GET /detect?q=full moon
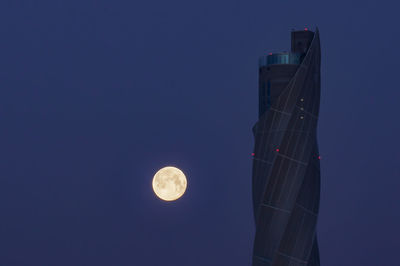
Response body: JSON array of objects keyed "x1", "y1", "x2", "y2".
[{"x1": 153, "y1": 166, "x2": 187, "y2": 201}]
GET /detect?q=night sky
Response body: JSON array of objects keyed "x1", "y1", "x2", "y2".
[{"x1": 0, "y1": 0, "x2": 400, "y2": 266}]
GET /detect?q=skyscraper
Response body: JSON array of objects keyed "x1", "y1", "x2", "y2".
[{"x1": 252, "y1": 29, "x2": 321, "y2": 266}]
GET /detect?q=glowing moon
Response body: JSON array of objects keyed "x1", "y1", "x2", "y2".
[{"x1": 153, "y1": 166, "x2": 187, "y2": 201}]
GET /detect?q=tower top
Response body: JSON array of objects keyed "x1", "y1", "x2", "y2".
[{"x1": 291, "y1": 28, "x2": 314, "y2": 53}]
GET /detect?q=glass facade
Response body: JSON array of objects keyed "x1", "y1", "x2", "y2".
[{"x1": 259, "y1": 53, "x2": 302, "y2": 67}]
--
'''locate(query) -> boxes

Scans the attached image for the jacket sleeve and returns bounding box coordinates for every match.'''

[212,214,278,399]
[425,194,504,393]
==
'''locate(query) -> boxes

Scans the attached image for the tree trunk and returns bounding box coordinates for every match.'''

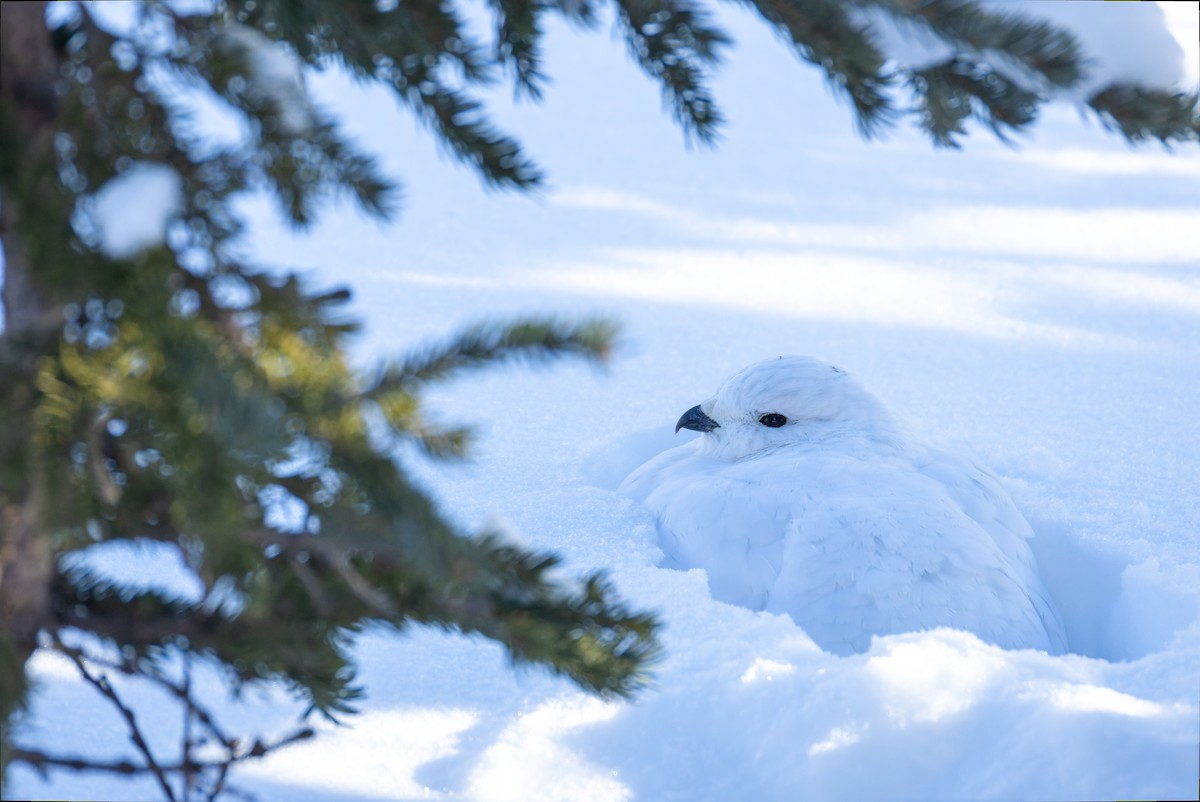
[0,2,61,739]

WRITTEN PROBLEM:
Please report every line of the records above that contains the word "moon", copying each such line in full.

TASK SOLUTION:
GET /detect?q=full moon
GET /detect?q=glowing moon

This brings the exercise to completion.